··· Text block

Is it possible that Republicans are finally doing something about what Democrats like to call the “Republican culture of corruption” on Capitol Hill?

After a year of ferocious denials, Rep. Bob Ney decided last week that maybe he’d done something wrong after all.The Ohio Republican agreed to plead guilty to corruption charges stemming from favors he did for clients of the notorious Republican lobbyist, Jack Abramoff.

The same day Mr. Ney’s plea agreement became public, House Republicans decided that maybe they’d gone overboard on this whole business of “earmarks” — the special-interest projects that congressmen and senators anonymously slip into legislation to benefit their most generous friends.

So the House passed a new procedural rule requiring that the sponsor of each such project be identified in the piece of legislation authorizing the expenditure or provision.

And there’s more. Congress also last week passed the Federal Funding Accountability and Transparency Act, which will establish a publicly accessible Internet database of federal expenditures.

Operated by the Office of Management and Budget, the Web site will list every entity that receives a government grant or contract — as well as the total amount each entity receives. By 2008, when it’s fully on line, the database will for the first time publicly account for almost $1 trillion in discretionary federal spending.

Skeptics were quick to point out that not all these developments are quite as hopeful as they appear.

Even Mr. Ney’s public apology failed to go beyond the ritualistic regret for unnamed “mistakes.” It was merely an excess of virtue and fellow-feeling, he suggested, that led him to exchange legislative favors for lavish trips and campaign contributions.

“Over the years I have worked to help others,” he said. “But now I am the one that needs help.”

More significant, despite the festival of self-congratulation that celebrated its passage, the earmark reform passed by the House has serious flaws.

······
··· Information provided

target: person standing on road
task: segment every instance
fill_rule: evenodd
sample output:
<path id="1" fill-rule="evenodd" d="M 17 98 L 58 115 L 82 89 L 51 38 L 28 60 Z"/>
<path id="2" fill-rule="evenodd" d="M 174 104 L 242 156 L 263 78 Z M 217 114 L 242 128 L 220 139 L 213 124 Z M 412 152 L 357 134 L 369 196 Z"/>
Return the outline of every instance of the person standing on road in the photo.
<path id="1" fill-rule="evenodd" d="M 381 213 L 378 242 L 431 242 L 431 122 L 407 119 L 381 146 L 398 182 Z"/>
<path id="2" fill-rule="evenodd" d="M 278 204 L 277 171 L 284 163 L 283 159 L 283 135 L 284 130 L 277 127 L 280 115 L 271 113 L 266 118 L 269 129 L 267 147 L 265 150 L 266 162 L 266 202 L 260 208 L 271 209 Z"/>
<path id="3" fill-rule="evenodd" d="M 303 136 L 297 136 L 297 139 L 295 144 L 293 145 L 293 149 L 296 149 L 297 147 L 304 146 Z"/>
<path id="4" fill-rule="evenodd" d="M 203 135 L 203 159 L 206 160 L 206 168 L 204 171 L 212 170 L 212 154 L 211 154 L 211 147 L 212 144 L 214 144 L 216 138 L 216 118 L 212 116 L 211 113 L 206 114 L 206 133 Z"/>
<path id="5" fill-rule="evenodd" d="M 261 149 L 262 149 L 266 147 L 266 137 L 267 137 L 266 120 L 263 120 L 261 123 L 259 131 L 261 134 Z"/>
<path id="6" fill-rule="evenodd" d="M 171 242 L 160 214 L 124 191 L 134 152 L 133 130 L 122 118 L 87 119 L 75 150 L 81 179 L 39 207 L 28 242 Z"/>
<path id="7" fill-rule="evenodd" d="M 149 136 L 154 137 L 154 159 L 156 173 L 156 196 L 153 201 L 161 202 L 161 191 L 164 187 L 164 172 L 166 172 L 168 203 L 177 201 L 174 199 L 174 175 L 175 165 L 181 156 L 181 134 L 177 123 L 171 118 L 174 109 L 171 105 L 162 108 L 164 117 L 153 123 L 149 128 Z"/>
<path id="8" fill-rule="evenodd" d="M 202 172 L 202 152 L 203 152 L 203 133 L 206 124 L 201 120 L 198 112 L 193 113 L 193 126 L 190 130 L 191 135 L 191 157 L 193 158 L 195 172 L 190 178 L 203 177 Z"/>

······

### Set problem 1
In the commentary on congressional corruption, which office will operate the public website listing federal grants and contracts?
### Set problem 2
Continue the commentary on congressional corruption from its last sentence.

### Written reply 1
The Office of Management and Budget.

### Written reply 2
“I’m not even sure I’d call it reform,” said a slightly disappointed Steve Ellis, vice president for programs at Taxpayers for Common Sense, a Washington watchdog group that has helped draw attention to the problem of earmarks.

And no one should doubt that earmarks are a problem.

The last Democrat-controlled Congress, in 1994, loaded its 13 federal appropriations bills with 4,126 earmarks. In 2004, according to the Heritage Foundation, there were 14,404. Some estimates put the cost of these slippery appropriations at almost $60 billion a year.

The irrationality that earmarks encourage was aptly demonstrated by last year’s highway bill. The bill’s earmarks totaled roughly $23 billion, more than $1 billion of that went to the state of Alaska, whose lack of population — 660,000 — is more than compensated for by a savvy congressional delegation.

Meanwhile, according to one analysis of the bill, the city of Bakersfield, California, received more transportation earmarks than Los Angeles.

Distortions like these have at last become unignorable — so much so that even the Republican congressional leadership, which encouraged the distortions in the first place, felt compelled to act.

By requiring that earmarks be identified with the member who sponsored them, last week’s rule change strikes a blow for transparency. It will remove the secrecy that gives even the most innocent appropriation the appearance of sleazy collusion and self-dealing.

But — please don’t be shocked — there are loopholes. The rule change affects only those earmarked appropriations that go to a “nonfederal entity.”

Yet Mr. Ellis estimates that fully a third of earmarks are funneled through a federal entity. Appropriations are often made to the departments of Defense or Transportation to fund projects that will then benefit a single private company in the member’s district.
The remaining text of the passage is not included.